The prohibition against taking human life surely includes restrictions against murder and suicide, abortion and euthanasia, hate and anger, carelessness and neglect, and participation in national warfare. Wars between nations involve murder – only it is the murder of masses (by huge armies), instead of the murder of one person (by another person). What is the difference, for example, between throwing rive hundred babies into a fire, and throwing fire from airplanes on rive hundred babies? There is, no difference! Yet multitudes who abhor the thought of throwing the babies into a flaming fire, approve of participating in warfare (and throwing the fire on the babies).


The Bible shows that wars will persist in spite of human efforts to stop them. However, wars will end one day, not because men will solve their problems, but because Jesus Christ will come to set things right on the earth (Matt. 24:6-8; Isaiah 2:2-4; Daniel 2:44). Meanwhile the purpose of war between nations is to destroy as much enemy life and property as possible, and in light of Jesus’ teachings concerning our treatment of enemies, the Christian cannot participate (Matt. 5:44-45).

There are several New Testament principles that forbid Christian participation in war:

(1) Love is the supreme law for the Christian (Romans 13:10).
(2) Peace is the Christian’s obligation (Romans 12:18).
(3) Retaliation is to be avoided (Romans 12:19).

When Jesus said to Pilate (John 18:36), “If my kingdom were of this world, then would my servants fight” –He was saying that the nations of the world do fight. As long as men reject Jesus Christ and choose to live in an unregenerate state, there will be wars, but Jesus says, “My kingdom is a different kingdom; it operates by higher laws; those who are members of my kingdom do not fight.” Thus for the disciples of Jesus, nonresistance is a way of life. We do not participate in war, but we remember too that an effective war-time exemption requires a consistent peace-time practice. If our testimony in war-time is going to be meaningful, we must be known as a peace-loving people.

Exercise details: Rewrite the passage on Christians and war from "(1) Love is the" up to and including "a peace-loving people.", putting "Revenge" in place of "Retaliation".

(Items pointing to named objects)
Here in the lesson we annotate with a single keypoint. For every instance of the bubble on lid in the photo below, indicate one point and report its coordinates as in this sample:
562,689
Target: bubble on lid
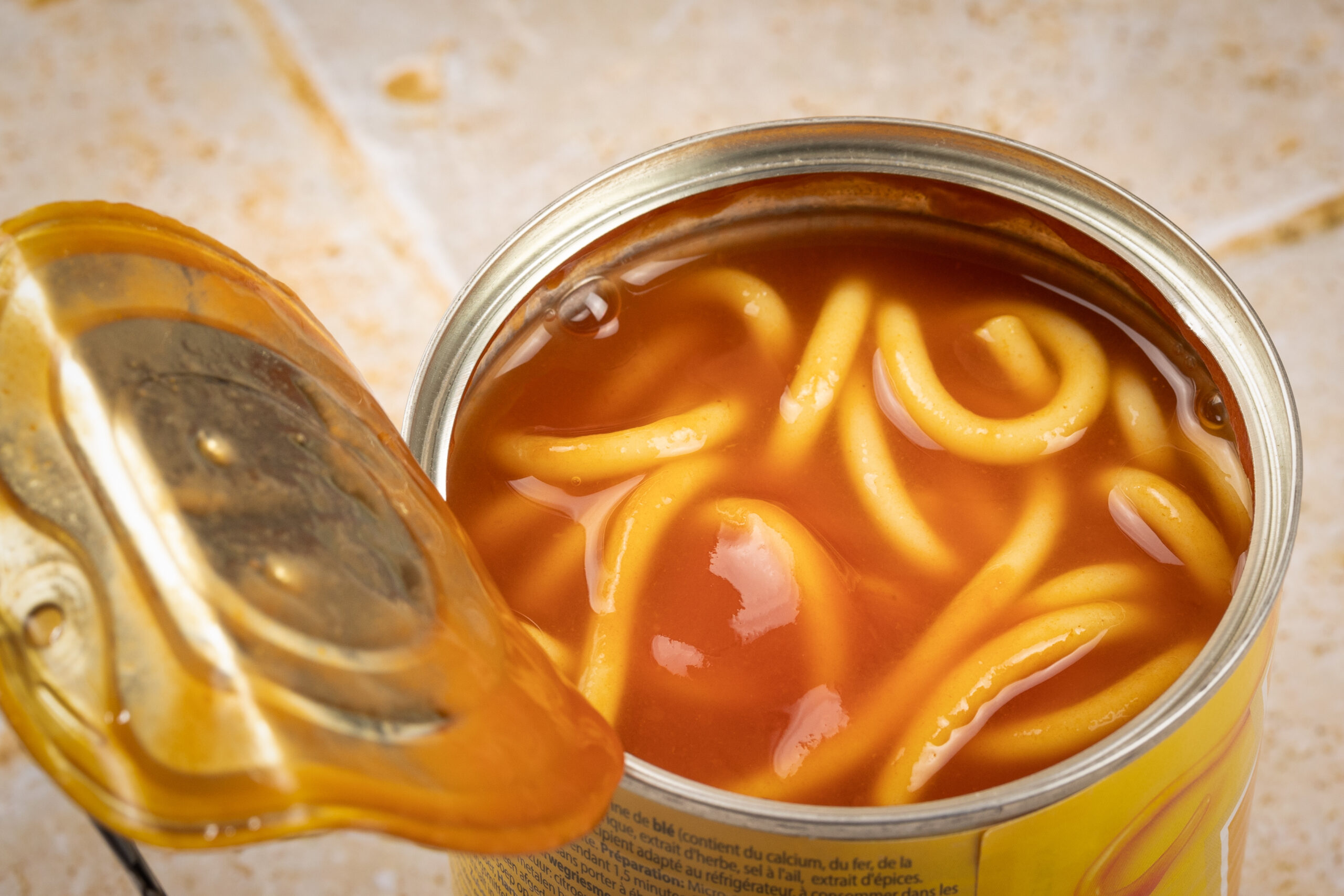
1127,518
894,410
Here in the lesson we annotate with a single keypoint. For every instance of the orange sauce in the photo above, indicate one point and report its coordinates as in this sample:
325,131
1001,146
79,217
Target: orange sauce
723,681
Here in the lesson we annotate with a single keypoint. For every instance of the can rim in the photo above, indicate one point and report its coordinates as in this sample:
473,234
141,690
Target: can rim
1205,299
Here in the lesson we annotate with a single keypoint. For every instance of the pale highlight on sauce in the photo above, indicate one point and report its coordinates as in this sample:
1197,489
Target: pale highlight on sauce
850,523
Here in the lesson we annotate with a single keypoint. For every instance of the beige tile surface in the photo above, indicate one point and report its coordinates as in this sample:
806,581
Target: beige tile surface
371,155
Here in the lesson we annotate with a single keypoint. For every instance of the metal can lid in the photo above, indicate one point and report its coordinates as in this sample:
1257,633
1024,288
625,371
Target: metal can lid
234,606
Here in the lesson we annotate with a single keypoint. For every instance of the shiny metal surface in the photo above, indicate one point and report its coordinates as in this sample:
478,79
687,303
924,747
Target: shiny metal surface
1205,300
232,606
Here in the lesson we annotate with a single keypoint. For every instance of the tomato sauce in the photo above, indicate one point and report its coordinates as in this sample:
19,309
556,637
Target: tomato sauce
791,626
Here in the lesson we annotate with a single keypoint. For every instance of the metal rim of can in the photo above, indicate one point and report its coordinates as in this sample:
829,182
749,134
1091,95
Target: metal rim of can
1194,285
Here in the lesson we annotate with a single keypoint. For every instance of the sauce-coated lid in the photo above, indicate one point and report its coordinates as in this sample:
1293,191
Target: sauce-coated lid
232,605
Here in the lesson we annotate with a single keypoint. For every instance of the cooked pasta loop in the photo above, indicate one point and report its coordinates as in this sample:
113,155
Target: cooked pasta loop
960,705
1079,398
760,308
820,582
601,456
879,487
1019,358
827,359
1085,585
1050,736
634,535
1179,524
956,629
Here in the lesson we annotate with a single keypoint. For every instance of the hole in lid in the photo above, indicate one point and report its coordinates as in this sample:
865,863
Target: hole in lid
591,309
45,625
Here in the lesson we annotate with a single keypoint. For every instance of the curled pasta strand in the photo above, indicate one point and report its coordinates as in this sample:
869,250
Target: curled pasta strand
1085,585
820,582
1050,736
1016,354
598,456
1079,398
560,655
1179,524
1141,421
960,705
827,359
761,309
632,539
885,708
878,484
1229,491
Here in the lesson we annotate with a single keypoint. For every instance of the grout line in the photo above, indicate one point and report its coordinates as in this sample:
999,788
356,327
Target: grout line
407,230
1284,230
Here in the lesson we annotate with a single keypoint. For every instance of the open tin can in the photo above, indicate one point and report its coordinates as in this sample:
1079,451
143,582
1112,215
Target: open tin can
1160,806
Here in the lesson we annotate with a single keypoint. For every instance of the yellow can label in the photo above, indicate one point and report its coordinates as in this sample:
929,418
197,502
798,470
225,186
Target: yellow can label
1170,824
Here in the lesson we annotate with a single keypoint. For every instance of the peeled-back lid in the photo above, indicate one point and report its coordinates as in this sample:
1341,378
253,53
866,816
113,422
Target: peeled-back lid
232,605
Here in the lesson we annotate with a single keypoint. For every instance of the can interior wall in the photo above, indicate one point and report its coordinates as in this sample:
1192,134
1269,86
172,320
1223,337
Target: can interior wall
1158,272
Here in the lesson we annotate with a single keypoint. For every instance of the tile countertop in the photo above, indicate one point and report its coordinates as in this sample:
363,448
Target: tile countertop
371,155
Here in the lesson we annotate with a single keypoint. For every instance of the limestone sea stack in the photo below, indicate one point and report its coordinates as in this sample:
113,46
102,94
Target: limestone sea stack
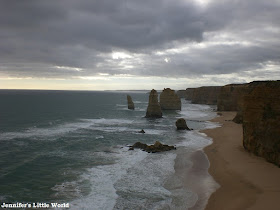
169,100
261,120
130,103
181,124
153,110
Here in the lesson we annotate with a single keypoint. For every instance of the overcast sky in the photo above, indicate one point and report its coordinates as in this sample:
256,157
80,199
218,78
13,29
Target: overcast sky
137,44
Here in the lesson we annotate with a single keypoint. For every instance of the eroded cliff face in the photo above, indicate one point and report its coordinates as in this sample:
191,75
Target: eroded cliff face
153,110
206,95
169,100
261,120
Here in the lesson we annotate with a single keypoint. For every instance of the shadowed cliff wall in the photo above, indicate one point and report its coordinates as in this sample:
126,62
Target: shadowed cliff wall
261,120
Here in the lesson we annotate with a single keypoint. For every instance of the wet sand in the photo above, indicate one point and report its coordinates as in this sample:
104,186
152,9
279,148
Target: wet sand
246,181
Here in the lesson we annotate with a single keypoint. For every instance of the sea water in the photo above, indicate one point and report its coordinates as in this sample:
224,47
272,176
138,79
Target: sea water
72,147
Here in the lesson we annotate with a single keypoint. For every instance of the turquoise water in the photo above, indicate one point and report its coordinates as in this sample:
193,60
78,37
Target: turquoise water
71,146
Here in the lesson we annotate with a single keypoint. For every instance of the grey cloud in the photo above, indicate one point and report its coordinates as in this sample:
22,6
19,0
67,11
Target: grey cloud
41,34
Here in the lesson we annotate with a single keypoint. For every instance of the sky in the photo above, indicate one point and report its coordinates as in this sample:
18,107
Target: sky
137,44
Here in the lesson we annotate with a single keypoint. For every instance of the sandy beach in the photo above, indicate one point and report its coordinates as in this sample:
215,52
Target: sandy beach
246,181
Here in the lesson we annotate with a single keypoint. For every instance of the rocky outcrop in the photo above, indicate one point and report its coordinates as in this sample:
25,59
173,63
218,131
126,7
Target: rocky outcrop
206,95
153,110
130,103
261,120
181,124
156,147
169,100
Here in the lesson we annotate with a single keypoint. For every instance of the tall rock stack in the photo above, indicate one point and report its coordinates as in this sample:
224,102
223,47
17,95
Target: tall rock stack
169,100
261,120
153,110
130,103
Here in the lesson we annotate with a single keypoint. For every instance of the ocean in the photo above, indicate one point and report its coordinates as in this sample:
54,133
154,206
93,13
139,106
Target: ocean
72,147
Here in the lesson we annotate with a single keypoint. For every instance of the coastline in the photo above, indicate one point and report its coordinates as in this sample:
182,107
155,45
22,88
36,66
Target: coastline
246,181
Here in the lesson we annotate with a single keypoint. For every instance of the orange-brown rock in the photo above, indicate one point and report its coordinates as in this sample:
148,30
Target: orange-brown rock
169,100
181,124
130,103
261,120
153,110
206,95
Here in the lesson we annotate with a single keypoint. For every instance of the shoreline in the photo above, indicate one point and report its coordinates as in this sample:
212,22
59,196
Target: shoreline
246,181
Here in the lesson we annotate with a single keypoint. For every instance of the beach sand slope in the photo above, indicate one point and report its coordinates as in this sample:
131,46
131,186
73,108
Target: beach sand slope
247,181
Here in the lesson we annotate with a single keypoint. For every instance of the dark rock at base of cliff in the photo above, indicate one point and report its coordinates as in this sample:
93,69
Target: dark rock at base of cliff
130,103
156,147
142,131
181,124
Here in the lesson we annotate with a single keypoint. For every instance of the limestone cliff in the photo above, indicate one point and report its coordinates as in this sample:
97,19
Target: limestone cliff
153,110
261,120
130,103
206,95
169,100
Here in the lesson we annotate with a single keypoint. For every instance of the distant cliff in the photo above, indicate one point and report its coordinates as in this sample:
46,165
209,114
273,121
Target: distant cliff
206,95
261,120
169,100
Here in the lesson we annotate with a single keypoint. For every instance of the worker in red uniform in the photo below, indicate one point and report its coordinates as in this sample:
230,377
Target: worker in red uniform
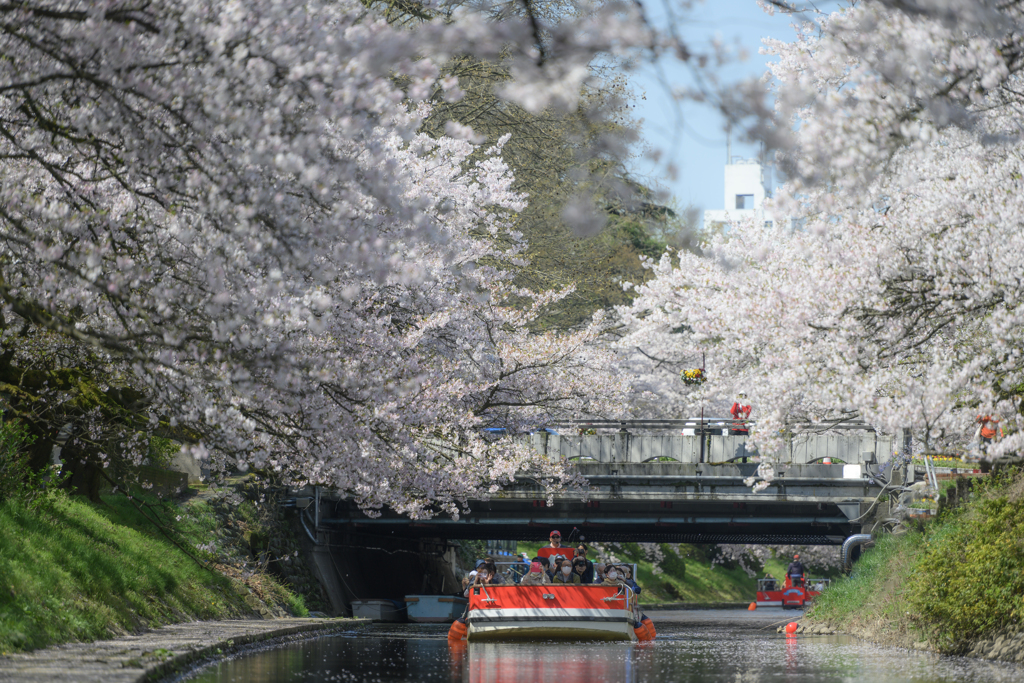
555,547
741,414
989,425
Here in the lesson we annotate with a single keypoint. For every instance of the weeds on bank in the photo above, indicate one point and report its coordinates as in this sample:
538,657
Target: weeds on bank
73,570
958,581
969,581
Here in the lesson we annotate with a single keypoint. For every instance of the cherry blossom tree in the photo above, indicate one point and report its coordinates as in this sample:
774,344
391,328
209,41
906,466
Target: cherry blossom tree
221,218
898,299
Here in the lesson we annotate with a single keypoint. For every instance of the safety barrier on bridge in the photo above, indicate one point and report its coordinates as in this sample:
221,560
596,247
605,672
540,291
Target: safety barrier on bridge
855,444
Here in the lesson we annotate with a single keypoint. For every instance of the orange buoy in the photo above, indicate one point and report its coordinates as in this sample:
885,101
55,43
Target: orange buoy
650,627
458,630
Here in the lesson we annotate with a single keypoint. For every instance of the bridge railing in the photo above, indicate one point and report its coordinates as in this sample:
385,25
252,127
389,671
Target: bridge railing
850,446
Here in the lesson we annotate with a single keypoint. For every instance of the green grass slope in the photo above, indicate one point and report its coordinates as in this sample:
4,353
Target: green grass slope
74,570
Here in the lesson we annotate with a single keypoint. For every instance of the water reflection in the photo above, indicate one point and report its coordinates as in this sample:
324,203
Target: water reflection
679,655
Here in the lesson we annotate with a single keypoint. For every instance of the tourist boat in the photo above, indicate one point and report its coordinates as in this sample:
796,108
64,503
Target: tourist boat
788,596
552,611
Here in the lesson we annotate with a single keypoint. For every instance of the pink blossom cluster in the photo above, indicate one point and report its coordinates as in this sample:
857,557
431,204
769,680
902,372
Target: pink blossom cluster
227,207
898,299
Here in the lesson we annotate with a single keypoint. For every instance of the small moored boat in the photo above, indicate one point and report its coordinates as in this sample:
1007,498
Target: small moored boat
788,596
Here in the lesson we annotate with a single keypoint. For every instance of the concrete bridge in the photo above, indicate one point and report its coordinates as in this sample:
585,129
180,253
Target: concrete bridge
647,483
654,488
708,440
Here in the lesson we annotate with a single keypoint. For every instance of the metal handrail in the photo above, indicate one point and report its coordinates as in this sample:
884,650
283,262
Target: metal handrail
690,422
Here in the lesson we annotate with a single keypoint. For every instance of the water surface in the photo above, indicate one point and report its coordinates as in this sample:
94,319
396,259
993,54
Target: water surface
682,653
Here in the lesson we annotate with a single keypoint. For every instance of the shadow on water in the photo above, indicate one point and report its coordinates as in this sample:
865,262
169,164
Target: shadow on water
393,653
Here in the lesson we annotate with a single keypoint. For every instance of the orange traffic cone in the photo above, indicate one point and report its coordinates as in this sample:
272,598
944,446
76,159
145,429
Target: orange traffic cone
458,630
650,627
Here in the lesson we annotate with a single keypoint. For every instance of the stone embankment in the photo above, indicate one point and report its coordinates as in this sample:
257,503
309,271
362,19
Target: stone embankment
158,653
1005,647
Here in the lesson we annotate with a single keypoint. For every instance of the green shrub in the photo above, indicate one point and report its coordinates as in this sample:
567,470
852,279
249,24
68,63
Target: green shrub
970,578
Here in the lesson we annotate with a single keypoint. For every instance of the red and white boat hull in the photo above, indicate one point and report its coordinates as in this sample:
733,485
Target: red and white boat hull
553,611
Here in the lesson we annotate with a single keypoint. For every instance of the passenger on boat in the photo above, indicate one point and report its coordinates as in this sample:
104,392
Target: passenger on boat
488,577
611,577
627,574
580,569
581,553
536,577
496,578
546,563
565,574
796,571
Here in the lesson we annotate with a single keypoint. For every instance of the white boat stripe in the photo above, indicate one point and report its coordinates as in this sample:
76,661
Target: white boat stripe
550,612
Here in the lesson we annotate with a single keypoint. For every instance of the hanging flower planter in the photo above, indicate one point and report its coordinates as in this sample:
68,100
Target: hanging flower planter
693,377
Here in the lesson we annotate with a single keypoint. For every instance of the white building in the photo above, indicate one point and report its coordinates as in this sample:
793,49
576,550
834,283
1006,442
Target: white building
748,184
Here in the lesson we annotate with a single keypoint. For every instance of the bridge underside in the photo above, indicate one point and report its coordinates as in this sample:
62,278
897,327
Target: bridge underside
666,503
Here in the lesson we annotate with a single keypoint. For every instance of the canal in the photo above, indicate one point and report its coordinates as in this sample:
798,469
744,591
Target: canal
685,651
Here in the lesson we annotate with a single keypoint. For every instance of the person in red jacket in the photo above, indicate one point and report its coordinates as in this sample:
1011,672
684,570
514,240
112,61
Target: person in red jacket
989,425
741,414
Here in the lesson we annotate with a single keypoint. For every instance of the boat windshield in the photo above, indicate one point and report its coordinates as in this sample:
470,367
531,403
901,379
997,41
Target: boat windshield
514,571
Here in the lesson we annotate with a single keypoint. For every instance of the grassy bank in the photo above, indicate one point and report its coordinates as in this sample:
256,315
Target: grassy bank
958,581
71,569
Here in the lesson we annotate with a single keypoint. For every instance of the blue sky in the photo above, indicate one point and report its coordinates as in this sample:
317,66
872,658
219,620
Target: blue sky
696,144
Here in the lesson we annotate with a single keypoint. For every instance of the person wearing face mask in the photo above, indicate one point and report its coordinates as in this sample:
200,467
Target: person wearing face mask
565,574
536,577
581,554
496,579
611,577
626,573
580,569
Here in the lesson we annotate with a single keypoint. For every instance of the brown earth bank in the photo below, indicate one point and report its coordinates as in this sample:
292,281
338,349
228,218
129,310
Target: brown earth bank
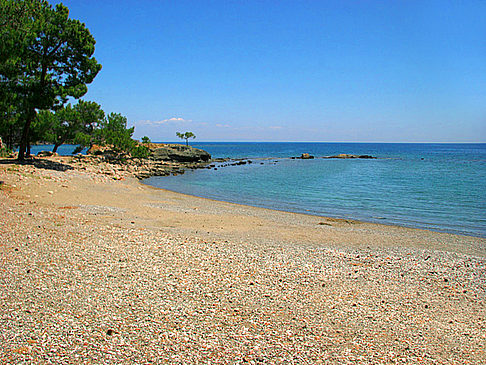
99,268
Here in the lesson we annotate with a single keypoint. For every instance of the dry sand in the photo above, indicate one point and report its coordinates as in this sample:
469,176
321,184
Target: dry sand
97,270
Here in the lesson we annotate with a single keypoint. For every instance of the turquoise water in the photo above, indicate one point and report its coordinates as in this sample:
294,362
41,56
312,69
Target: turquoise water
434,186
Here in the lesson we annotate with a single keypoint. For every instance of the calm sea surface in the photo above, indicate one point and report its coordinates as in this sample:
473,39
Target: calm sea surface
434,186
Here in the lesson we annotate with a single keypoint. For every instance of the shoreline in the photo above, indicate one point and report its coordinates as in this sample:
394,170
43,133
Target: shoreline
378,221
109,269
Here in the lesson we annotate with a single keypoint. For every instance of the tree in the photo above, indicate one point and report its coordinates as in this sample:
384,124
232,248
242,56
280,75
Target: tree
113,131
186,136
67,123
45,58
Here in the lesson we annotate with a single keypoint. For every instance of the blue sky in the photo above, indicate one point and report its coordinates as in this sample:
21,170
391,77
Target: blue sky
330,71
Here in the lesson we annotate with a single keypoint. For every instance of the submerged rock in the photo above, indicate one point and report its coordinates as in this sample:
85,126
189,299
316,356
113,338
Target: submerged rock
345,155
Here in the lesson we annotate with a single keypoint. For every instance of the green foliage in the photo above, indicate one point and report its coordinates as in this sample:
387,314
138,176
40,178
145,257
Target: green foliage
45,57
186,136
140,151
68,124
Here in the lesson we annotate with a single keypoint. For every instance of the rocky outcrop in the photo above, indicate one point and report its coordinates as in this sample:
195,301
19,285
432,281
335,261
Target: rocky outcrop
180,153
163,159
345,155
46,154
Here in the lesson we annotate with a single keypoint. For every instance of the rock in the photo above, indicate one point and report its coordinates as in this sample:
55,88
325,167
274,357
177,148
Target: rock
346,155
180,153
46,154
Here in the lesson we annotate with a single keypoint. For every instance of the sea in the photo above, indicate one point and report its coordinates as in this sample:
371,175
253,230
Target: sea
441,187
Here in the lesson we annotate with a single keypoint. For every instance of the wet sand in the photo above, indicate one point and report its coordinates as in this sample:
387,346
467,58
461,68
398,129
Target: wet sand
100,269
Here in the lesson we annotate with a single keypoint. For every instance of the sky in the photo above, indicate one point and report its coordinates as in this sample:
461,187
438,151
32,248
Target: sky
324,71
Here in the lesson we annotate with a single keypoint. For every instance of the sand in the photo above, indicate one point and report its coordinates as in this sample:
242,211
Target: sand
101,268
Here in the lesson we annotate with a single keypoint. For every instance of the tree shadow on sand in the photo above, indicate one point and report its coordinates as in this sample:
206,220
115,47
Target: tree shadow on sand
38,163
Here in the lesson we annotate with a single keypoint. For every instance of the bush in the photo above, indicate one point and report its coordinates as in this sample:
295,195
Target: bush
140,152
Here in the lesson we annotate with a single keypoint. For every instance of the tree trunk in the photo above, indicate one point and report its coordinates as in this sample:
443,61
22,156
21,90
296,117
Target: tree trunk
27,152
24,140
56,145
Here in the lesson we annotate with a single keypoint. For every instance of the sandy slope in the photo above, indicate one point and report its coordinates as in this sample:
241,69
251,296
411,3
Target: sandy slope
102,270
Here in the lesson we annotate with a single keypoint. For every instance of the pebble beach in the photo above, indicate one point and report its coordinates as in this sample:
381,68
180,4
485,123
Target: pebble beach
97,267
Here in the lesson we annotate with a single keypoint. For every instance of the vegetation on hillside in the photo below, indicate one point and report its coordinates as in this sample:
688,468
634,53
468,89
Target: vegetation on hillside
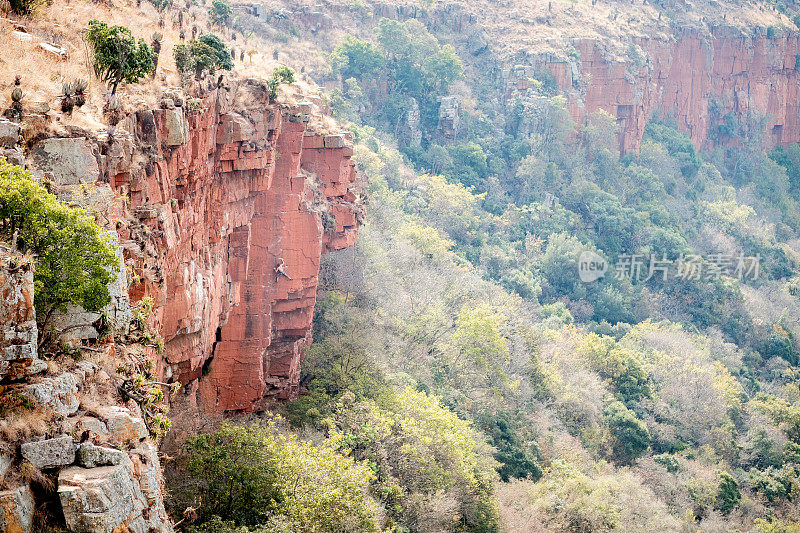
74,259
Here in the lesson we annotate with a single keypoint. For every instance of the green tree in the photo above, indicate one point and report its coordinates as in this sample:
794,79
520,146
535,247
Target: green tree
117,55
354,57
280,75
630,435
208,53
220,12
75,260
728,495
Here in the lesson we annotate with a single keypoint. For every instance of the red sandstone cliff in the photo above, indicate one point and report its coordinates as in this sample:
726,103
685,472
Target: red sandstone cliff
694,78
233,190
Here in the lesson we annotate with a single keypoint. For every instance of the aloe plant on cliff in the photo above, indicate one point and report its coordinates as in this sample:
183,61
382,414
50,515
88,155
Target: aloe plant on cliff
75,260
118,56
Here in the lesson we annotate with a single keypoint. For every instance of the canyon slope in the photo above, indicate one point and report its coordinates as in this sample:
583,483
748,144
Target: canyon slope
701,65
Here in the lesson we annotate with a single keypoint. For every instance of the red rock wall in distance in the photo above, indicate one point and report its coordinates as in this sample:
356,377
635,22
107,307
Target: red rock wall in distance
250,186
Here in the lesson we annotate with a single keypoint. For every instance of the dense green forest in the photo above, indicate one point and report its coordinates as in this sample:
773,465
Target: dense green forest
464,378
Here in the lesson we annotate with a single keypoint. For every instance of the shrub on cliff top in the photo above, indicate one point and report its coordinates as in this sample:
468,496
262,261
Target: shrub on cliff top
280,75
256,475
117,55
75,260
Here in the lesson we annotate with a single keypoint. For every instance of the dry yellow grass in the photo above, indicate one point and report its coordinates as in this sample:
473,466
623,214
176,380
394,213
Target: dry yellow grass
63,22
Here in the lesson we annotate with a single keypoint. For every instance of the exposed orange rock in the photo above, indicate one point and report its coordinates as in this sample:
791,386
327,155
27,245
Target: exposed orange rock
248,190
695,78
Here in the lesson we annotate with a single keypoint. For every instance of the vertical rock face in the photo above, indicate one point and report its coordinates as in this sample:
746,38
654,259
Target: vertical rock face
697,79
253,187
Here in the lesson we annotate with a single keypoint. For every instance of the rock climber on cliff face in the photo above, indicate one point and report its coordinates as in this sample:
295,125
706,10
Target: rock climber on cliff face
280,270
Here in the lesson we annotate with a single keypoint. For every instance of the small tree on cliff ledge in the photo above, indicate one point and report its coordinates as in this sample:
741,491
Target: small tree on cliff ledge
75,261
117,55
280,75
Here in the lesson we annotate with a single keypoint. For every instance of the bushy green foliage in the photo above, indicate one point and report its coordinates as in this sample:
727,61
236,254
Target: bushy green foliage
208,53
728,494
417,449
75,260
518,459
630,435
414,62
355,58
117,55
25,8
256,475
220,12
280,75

Solved exercise:
(1) Love is the supreme law for the Christian (Romans 13:10).
(2) Peace is the Christian’s obligation (Romans 12:18).
(3) Revenge is to be avoided (Romans 12:19).

When Jesus said to Pilate (John 18:36), “If my kingdom were of this world, then would my servants fight” –He was saying that the nations of the world do fight. As long as men reject Jesus Christ and choose to live in an unregenerate state, there will be wars, but Jesus says, “My kingdom is a different kingdom; it operates by higher laws; those who are members of my kingdom do not fight.” Thus for the disciples of Jesus, nonresistance is a way of life. We do not participate in war, but we remember too that an effective war-time exemption requires a consistent peace-time practice. If our testimony in war-time is going to be meaningful, we must be known as a peace-loving people.